## BEGIN Input

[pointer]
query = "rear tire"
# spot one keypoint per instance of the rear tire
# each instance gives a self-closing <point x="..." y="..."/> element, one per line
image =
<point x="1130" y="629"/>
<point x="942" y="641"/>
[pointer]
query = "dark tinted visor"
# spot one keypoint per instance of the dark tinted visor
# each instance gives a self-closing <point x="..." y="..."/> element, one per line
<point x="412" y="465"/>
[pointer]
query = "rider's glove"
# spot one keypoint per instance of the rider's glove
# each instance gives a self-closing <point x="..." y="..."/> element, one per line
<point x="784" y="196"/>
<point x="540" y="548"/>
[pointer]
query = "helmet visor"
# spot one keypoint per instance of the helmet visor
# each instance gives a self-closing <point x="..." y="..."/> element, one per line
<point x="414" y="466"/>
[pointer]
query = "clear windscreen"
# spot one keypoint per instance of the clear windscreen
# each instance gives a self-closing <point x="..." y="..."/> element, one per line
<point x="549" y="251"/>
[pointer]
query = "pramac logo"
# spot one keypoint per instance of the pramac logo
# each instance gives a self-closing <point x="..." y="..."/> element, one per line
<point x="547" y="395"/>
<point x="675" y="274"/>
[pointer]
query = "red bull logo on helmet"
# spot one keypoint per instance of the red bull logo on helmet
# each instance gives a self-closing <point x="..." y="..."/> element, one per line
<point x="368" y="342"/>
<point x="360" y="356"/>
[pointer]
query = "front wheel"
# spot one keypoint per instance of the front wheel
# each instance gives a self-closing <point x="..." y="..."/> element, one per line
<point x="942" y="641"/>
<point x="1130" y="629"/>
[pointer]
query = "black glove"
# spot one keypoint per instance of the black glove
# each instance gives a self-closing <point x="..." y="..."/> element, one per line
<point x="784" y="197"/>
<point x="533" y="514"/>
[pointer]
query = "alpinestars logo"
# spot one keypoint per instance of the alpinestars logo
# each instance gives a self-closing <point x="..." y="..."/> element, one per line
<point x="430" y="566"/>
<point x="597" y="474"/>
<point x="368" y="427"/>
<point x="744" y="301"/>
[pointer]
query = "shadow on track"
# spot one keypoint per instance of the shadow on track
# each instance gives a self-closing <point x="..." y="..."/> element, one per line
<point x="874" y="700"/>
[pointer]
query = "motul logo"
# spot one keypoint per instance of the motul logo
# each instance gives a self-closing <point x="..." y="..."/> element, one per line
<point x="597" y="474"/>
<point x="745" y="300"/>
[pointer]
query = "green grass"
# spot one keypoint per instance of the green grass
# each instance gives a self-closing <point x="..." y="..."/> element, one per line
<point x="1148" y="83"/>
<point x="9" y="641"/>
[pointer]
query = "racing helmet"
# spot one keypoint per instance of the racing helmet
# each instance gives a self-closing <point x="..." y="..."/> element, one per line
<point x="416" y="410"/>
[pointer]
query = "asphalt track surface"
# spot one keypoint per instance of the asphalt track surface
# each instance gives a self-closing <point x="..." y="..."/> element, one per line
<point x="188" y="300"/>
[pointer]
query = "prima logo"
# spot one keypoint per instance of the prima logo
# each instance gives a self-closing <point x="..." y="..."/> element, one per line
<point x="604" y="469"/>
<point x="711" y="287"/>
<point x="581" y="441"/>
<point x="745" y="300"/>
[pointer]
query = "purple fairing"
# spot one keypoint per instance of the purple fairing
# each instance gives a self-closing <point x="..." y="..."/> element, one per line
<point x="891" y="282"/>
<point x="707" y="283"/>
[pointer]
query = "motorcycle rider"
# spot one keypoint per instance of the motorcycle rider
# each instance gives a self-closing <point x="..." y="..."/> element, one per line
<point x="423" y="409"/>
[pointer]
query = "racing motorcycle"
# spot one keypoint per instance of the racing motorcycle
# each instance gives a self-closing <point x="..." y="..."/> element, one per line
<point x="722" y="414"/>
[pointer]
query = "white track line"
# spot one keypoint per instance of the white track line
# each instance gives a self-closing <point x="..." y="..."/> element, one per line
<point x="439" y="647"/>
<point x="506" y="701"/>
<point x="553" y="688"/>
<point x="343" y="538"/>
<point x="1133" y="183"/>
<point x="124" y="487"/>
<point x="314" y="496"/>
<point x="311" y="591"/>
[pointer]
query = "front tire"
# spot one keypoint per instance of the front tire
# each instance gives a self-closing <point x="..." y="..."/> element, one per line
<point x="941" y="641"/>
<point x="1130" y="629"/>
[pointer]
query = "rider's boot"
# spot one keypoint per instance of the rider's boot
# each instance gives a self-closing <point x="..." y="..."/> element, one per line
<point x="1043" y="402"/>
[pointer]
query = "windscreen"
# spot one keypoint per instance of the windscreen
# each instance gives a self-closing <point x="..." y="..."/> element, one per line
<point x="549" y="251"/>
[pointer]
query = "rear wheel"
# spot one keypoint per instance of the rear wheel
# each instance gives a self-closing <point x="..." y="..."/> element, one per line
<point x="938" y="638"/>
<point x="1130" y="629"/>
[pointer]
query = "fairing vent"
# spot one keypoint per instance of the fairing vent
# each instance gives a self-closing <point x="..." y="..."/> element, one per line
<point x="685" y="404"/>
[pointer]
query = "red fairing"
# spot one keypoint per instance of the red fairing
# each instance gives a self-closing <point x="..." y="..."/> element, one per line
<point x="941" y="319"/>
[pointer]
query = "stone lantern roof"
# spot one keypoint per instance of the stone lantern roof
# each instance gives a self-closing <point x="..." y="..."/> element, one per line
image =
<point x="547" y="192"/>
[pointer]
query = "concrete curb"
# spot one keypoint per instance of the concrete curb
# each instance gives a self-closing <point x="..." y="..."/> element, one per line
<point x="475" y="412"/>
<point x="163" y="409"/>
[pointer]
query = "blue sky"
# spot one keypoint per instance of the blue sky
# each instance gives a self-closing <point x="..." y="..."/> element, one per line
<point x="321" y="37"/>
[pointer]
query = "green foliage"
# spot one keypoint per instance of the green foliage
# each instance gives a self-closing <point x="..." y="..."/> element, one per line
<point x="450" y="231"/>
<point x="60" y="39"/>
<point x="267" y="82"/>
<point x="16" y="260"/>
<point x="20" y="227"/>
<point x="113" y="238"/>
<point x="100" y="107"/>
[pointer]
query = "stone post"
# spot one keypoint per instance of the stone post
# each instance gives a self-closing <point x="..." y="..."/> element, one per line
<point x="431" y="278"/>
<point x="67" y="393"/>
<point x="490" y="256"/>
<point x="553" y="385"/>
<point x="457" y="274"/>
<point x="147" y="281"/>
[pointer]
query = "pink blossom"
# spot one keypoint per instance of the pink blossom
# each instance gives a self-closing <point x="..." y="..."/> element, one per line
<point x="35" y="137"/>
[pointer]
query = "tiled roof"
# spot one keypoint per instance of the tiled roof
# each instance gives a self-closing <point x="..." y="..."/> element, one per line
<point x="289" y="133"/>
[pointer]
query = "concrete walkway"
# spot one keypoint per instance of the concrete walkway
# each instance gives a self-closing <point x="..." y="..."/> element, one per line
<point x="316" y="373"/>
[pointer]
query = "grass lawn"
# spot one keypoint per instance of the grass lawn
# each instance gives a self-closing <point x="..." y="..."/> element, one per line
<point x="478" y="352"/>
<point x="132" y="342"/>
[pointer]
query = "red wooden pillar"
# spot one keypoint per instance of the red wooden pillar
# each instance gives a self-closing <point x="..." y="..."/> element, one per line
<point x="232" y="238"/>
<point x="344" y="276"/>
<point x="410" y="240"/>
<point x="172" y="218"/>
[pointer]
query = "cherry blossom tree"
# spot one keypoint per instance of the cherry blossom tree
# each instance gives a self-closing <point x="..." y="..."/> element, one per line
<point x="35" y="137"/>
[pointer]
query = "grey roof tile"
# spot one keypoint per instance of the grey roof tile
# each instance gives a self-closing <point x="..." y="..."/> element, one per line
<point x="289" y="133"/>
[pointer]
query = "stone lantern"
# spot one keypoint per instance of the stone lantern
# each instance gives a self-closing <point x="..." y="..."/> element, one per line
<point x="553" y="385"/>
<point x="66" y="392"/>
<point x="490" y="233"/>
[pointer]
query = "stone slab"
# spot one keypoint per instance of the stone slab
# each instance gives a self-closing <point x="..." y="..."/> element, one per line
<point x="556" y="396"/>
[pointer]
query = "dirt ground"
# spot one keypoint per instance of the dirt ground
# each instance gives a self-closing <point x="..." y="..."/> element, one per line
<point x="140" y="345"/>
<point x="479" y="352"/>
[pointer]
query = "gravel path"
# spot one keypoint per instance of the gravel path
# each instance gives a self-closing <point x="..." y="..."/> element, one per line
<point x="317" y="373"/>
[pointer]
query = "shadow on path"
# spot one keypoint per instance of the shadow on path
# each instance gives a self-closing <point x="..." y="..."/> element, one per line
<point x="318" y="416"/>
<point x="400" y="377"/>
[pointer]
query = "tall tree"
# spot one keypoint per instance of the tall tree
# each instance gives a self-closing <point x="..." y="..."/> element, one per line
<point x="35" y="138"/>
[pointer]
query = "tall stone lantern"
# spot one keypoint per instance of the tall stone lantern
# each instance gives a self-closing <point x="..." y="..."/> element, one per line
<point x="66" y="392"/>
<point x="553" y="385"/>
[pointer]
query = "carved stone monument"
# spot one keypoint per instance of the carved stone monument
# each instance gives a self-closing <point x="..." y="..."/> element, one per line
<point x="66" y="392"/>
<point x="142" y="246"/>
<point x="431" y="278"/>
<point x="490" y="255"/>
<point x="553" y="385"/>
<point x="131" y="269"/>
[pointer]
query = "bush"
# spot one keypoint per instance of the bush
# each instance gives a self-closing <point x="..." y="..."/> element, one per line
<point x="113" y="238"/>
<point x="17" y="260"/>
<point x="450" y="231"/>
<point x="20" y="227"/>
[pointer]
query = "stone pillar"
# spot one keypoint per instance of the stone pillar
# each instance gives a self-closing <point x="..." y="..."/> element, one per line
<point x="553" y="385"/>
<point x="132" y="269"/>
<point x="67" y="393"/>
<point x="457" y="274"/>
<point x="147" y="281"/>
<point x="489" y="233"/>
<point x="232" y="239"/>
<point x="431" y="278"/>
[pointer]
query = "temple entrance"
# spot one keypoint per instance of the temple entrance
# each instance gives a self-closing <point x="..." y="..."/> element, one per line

## END Input

Extract each line of the rows above that contains the string "temple".

> **Solution to this task**
query = "temple entrance"
# spot one keypoint per instance of the temple entrance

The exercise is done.